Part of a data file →
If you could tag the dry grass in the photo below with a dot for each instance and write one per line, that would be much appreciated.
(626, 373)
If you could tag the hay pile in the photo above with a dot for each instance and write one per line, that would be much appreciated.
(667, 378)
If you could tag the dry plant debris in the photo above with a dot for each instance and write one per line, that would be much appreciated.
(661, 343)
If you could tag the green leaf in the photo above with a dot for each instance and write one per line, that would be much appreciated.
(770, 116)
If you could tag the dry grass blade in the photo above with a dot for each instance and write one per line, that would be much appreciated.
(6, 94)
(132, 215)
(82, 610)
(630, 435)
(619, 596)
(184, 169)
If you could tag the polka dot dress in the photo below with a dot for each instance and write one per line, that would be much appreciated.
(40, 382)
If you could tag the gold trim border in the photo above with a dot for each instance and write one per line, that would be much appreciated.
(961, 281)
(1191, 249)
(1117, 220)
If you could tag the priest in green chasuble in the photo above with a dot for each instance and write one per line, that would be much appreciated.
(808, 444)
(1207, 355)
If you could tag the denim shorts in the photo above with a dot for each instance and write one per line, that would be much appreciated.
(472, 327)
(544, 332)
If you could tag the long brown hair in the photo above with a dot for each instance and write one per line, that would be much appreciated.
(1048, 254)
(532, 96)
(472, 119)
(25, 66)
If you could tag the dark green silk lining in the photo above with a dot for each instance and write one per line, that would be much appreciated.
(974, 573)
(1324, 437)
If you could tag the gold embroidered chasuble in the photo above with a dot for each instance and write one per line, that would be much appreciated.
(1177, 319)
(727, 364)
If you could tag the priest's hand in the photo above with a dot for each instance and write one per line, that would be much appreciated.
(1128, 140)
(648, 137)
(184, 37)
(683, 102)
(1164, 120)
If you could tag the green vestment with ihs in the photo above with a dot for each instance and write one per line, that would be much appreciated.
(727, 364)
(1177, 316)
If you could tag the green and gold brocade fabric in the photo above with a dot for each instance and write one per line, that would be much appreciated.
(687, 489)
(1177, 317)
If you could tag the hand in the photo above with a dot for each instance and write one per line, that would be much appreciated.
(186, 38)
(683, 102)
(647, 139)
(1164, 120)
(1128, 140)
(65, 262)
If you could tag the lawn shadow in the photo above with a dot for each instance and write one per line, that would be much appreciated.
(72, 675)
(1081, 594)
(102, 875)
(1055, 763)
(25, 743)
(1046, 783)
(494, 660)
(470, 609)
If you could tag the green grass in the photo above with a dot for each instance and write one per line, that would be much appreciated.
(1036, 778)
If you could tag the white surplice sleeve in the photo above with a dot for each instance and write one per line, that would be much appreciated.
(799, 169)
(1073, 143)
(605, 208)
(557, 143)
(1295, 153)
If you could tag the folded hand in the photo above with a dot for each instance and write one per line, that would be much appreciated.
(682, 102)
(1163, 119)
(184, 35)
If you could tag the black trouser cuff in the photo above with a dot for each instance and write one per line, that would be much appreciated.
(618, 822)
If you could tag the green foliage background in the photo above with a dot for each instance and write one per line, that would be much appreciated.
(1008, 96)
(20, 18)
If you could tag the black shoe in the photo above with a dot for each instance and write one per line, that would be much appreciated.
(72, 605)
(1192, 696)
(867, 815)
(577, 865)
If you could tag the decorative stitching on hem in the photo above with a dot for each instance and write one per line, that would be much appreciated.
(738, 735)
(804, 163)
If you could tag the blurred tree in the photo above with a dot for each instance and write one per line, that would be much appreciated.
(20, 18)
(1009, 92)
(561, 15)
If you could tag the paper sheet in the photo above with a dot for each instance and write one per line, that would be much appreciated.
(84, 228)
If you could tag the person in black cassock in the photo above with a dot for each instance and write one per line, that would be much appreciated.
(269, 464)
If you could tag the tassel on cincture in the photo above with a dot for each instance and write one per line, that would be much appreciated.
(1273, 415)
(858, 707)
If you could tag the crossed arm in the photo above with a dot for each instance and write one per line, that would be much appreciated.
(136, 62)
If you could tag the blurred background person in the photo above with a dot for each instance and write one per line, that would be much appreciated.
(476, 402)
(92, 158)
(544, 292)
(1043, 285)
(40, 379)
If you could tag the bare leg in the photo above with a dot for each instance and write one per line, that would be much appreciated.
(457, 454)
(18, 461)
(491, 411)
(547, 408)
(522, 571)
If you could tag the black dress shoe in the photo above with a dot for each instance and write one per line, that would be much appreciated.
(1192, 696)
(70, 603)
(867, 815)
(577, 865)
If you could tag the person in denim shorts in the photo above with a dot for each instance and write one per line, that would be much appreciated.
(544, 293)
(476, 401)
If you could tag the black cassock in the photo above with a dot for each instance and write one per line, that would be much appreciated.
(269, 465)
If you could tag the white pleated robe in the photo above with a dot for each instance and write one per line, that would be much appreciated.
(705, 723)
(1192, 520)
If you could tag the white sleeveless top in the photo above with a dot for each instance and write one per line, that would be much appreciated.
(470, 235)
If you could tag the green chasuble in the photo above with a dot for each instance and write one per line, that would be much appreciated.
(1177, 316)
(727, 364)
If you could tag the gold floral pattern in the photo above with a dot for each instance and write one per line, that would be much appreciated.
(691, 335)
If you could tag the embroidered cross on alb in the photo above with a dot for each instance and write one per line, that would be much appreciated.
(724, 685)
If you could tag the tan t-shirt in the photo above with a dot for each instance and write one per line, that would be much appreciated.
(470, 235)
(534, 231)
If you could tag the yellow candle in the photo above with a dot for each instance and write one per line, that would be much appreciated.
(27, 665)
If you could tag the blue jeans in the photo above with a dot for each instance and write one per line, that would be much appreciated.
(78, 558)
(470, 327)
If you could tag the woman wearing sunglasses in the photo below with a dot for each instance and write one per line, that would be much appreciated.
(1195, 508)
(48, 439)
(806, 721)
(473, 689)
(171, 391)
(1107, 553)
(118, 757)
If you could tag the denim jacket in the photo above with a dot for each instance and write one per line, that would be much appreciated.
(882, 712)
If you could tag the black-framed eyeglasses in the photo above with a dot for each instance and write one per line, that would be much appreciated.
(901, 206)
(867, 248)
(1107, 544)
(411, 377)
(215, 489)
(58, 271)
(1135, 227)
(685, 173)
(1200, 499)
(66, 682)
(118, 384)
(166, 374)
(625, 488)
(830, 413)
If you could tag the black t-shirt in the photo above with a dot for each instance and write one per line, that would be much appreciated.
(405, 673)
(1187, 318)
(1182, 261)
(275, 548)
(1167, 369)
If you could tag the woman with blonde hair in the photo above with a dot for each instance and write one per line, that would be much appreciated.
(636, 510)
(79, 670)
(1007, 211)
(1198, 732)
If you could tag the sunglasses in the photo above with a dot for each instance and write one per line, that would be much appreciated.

DIRECTIVE → Copy out, without any change, the lines from the one containing "If you could tag the woman with" through the end of the records above.

SOLVED PROBLEM →
If you could tag the woman with blonde hair in the photo above with a dot for each instance and write one per line, that would be much appreciated.
(636, 510)
(79, 670)
(1007, 211)
(1198, 732)
If you could tag the sunglasses in the photo above with a dot for each instance and write one per line, that would be much appreciated.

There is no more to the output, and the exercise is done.